Der ganze Körper ist am Sprechen beteiligt. Doch die Stimme bildet den ersten Zugang zur Rede. Wie kann eine "gute" Stimme eingeübt werden?

Von Alberto Gil 07.11.2018

Die Vorlesung beginnt, die Studierenden kommen langsam, allzu langsam zur Ruhe. Ein Professor bemüht sich vergeblich, mit den ersten Sätzen seiner Rede den Lärm im Saal zu übertönen. Der Hals tut weh, die Stimme wird immer belegter, der Professor ist frustriert, denn er weiß: Es wird nicht besser. Ärgerlich ist es dabei, dass ein anderer Kollege nur den Mund aufzumachen braucht, und im Saal herrscht gespannte Aufmerksamkeit und vor allem Ruhe. Wie macht er das bloß?

Den Mund aufzumachen bringt mit sich, die Stimme erschallen zu lassen. Und diese ist der erste Berührungspunkt mit den Zuhörern. Der Stimme schenkt man viel Aufmerksamkeit im Gesang, beim Schauspiel beziehungsweise bei der Vorlesekunst und natürlich in der Rhetorik. Und von allem ein bisschen braucht man in der Lehre. Es seien daher hierzu einige Gedanken zusammengestellt, mit dem Ziel, sich für dieses Thema stärker zu sensibilisieren und eventuell professionelle Hilfe in Anspruch zu nehmen.

Fotobeschriftungen mit Begrenzungsrahmen

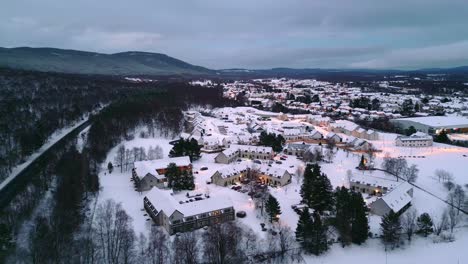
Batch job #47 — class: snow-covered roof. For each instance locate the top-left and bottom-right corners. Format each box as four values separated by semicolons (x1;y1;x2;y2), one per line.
395;116;468;127
223;144;273;156
330;120;359;131
133;156;191;177
146;188;233;217
349;173;400;190
217;162;248;178
258;165;287;178
397;132;432;141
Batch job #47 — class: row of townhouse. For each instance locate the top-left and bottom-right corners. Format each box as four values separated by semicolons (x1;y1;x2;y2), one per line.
211;162;292;186
395;132;433;147
215;144;275;164
143;188;235;235
328;120;379;140
349;172;413;216
132;156;192;192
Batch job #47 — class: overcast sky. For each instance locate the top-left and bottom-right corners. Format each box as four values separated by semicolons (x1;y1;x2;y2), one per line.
0;0;468;69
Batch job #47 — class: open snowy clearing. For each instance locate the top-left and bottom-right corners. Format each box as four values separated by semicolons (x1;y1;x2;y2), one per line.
0;117;88;190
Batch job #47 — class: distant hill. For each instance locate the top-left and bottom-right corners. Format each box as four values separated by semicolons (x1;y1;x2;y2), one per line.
0;47;468;78
0;47;213;75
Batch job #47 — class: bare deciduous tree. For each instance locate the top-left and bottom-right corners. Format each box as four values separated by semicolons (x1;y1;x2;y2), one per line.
147;226;169;264
432;210;448;236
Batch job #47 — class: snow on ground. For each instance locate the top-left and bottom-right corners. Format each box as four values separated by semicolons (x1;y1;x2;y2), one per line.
304;227;468;264
95;109;468;264
0;118;88;190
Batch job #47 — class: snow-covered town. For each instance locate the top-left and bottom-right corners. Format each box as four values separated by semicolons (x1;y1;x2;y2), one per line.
95;82;468;263
0;0;468;264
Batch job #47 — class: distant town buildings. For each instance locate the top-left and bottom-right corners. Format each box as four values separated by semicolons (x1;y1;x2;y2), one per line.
395;132;433;147
390;116;468;135
215;144;274;164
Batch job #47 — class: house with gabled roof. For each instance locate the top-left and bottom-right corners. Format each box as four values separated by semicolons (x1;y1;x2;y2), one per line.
143;188;235;235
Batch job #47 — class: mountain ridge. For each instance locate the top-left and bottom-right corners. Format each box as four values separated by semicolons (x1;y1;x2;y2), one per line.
0;47;468;76
0;47;213;75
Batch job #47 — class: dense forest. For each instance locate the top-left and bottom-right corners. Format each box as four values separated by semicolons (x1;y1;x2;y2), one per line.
0;69;141;180
0;70;236;263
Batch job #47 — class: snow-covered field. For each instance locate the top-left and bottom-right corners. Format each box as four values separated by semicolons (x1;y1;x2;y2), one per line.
98;108;468;264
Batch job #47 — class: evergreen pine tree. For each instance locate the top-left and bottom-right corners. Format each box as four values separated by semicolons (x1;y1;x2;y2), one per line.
334;187;352;247
380;210;402;249
301;164;334;213
306;212;328;255
107;161;114;174
416;213;434;237
0;224;15;261
350;192;369;245
300;164;314;205
265;195;281;223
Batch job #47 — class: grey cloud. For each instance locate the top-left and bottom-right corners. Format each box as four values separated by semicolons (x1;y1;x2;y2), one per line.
0;0;468;68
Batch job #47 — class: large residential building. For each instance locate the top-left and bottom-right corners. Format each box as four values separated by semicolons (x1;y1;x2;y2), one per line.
215;144;274;164
132;156;192;191
369;182;413;215
349;171;400;196
395;132;432;147
143;188;234;235
283;142;312;158
390;116;468;135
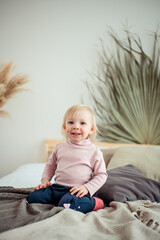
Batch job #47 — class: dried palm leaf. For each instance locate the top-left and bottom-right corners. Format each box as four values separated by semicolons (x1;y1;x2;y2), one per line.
0;62;29;117
86;28;160;144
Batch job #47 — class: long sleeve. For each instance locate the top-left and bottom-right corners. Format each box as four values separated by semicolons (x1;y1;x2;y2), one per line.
42;147;57;181
84;150;108;196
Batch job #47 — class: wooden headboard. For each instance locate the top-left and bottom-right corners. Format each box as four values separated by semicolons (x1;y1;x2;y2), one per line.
44;139;130;162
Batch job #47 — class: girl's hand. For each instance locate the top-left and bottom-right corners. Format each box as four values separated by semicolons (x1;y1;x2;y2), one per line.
70;185;88;198
34;179;52;190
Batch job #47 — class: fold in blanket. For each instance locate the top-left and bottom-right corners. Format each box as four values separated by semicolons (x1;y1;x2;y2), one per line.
0;187;63;232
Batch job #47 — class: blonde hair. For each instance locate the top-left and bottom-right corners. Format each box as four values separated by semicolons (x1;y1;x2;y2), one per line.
62;104;97;142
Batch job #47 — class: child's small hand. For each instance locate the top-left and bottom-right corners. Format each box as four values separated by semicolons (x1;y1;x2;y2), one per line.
34;182;52;190
70;185;88;198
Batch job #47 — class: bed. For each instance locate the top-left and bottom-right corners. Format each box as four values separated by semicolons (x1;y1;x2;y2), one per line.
0;139;160;240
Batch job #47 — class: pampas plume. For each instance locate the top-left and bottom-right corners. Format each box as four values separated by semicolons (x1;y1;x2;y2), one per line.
0;62;29;117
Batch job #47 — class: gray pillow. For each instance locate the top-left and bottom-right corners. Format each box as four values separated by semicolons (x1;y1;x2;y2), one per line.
94;165;160;206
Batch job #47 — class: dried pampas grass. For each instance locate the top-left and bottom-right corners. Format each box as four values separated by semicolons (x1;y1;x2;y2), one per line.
0;62;29;117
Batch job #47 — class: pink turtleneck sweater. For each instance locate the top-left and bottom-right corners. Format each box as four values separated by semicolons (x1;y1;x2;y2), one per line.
42;139;108;196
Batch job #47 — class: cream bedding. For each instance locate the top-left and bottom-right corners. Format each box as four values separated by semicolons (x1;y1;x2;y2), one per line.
0;146;160;240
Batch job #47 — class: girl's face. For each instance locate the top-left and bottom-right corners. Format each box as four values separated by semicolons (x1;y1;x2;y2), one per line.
64;109;95;142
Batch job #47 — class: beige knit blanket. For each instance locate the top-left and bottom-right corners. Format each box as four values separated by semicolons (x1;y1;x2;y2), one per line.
0;188;160;240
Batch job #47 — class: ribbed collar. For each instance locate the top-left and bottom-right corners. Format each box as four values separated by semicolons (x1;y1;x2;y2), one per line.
67;138;91;146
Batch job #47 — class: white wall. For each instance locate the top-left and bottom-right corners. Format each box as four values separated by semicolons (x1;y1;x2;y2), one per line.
0;0;160;177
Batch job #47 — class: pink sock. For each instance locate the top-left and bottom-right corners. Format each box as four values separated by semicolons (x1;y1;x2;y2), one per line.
92;197;104;211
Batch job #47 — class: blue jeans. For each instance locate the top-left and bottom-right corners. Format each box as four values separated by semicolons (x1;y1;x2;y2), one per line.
27;184;95;213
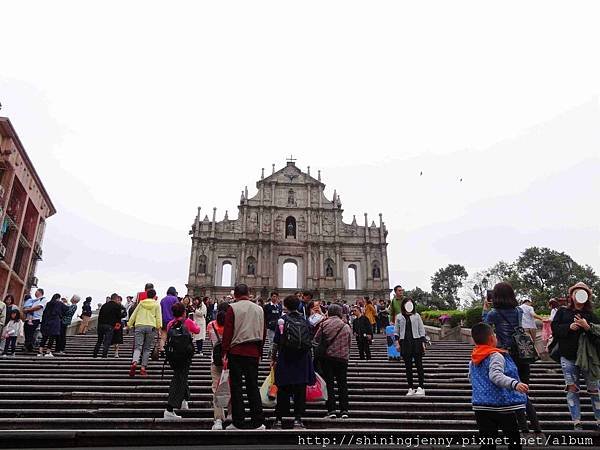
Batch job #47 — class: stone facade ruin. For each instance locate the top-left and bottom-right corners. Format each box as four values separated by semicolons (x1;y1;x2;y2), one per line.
187;160;390;301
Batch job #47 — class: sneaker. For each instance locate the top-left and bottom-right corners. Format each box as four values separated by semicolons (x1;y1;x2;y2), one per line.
163;409;181;420
294;420;306;430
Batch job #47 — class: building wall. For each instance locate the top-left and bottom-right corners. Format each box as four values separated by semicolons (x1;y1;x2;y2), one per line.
188;162;389;300
0;117;56;304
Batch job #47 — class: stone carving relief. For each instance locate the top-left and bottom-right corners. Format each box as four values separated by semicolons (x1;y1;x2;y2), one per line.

● ARBEITSANWEISUNG: Welche Bereiche nennt der Text über die Stimme in der Lehre, in denen man der Stimme viel Aufmerksamkeit schenkt? Zähle alle auf.

● LÖSUNG DER AUFGABE: Gesang, Schauspiel, Vorlesekunst, Rhetorik